Os nomes dizem muita coisa e podem ajudar a empoderar uma criança negra (Foto: Unsplash)

Eu estava ouvindo a canção “Atlântico (Calunga Grande)”, do rapper Thiago Elniño, na minha playlist, enquanto regressava do trabalho. Geralmente, quando escuto esse rap, paro nos seguintes versos: “Eu já escolhi o nome dos meus filhos / mesmo sem saber se um dia vão nascer (…) menino, pra você eu tenho um nome de rei / menina, pra você, um nome de rainha”. Os versos reacendem alguns pensamentos que nutro desde antes de me tornar pai em 2011, um deles é a escolha de nomes africanos para crianças negras na diáspora brasileira.

Escolher nomes africanos para nossas crianças é resgatar nossa identidade ancestral, memória coletiva e criar estratégias de enfrentamento ao epistemicídio, imposto aos corpos negros africanos pelo colonialismo no processo de tráfico de escravizados no transatlântico. Esses corpos africanos que foram forçados a migrar para a América por meio de um sequestro, foram coisificados, transformados em mercadorias e passaram por um processo de batismo antes de serem embarcados para as terras brasileiras. Nesse ritual católico, ao desembarcarem no Brasil, eles tiveram seus nomes originais trocados por nomes novos oriundos de brancos-cristãos.

A violência colonial-escravista-cristã provocada pela mudança de nome afetou a maneira como nós nos percebemos e como os outros nos percebem. E, ainda hoje, notamos como a continuidade dessa violência permanece em nosso imaginário social ao estranharmos as escolhas de nomes de origem africana para crianças negras diaspóricas. Por isso, sempre escuto um tom de anormalidade quando falo que minha segunda filha se chama Zahara. É comum, após a revelação do seu nome, as falas de estranhamento ou curiosidade sobre a origem do nome e o porquê da escolha.

A escolha do nome de Zahara — palavra oriunda do Swahili, língua de origem banto, que nessa língua significa flor — foi resultado de uma consciência africana que me possibilitou entender o nome como um gerador de um senso de destino, de acordo com Sobonfu Somé; além de conceber como uma forma de Ser/Estar no mundo, segundo Molefi Asante, que nos convida a pensar, através do nome, a nossa própria localização cultural, epistemológica e psicológica, enquanto sujeitos africanos e afrodiaspóricos.

Para além dessas reflexões, pensar o nome africano para uma criança é lidar com uma outra tradição africana: o poder da palavra. Lembro das minhas avós, Dinha (Maria Ignez) e Nicinha (Eunice), duas mulheres iniciadas na espiritualidade de matriz africana, o candomblé, recorrentemente falarem que a palavra tinha poder. Nesse sentido, Amadou Hampaté Bâ nos alerta que as palavras, segundo as tradições africanas, principalmente na zona de savana ao Sul do Saara, possuem um valor moral e um caráter sagrado associado à origem divina e à força oculta nelas depositadas.

§ **Material de entrada**
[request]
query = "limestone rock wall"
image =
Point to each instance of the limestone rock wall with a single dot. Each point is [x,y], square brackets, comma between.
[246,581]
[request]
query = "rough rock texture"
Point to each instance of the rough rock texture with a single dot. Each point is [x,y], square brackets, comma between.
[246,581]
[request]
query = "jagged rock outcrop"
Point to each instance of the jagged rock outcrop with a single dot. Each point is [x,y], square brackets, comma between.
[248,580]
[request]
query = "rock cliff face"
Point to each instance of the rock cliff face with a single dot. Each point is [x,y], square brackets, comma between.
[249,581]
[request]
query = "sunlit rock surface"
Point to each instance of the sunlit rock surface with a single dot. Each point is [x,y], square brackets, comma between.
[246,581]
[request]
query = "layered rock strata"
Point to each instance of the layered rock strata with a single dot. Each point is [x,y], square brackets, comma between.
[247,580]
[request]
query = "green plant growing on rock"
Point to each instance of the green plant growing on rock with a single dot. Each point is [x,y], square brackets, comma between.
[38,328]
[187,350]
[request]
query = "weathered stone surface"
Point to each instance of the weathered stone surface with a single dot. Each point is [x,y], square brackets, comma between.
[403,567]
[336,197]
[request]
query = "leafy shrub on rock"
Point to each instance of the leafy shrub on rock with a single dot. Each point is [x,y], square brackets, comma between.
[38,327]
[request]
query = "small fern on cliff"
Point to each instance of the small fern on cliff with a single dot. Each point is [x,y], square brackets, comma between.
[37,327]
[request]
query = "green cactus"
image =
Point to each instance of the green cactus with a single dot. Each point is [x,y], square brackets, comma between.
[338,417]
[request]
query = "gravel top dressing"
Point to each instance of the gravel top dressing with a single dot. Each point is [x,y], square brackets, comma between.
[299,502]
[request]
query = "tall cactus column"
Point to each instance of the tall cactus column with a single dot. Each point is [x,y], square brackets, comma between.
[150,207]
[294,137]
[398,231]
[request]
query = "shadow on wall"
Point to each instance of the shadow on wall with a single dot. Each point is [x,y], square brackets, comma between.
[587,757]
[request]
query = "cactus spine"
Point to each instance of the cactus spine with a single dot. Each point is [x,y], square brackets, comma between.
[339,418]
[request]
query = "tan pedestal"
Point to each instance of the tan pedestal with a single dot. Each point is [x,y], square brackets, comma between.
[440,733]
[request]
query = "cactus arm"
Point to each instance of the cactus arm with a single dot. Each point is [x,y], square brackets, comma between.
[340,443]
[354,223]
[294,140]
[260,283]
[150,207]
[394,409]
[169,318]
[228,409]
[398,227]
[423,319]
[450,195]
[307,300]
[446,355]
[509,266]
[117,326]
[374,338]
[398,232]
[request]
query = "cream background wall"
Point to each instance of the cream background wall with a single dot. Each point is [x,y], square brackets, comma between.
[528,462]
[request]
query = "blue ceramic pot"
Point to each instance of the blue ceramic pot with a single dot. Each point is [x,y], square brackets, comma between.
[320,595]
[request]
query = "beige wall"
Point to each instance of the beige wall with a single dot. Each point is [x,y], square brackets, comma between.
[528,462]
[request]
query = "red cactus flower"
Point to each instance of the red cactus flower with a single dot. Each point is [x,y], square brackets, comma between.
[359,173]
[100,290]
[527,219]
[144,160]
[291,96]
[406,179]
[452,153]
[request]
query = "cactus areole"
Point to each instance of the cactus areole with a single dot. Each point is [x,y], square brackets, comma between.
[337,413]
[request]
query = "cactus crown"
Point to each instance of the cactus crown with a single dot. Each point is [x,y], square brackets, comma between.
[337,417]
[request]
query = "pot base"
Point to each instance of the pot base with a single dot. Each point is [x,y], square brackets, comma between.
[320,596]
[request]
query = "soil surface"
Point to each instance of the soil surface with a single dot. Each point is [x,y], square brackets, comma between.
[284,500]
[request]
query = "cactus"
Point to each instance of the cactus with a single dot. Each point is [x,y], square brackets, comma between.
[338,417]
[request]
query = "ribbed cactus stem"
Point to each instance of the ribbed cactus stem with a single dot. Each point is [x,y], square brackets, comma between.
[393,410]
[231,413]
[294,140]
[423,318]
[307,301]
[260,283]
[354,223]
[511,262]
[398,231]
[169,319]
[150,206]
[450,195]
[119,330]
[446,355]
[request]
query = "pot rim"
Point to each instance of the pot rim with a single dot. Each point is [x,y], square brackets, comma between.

§ **Solicitação escrita 1**
Reproduza fielmente o trecho do texto sobre nomes africanos que vai de "Escolher nomes africanos" até "oriundos de brancos-cristãos.".
§ **Solicitação escrita 2**
Extraia da listagem todas as linhas que contêm a palavra "beige", respeitando a distinção entre maiúsculas e minúsculas.
A listagem não guarda relação alguma com o texto sobre nomes africanos.

§ **Resultado do exercício 1**
Escolher nomes africanos para nossas crianças é resgatar nossa identidade ancestral, memória coletiva e criar estratégias de enfrentamento ao epistemicídio, imposto aos corpos negros africanos pelo colonialismo no processo de tráfico de escravizados no transatlântico. Esses corpos africanos que foram forçados a migrar para a América por meio de um sequestro, foram coisificados, transformados em mercadorias e passaram por um processo de batismo antes de serem embarcados para as terras brasileiras. Nesse ritual católico, ao desembarcarem no Brasil, eles tiveram seus nomes originais trocados por nomes novos oriundos de brancos-cristãos.

§ **Resultado do exercício 2**
query = "beige wall"
Point to each instance of the beige wall with a single dot. Each point is [x,y], square brackets, comma between.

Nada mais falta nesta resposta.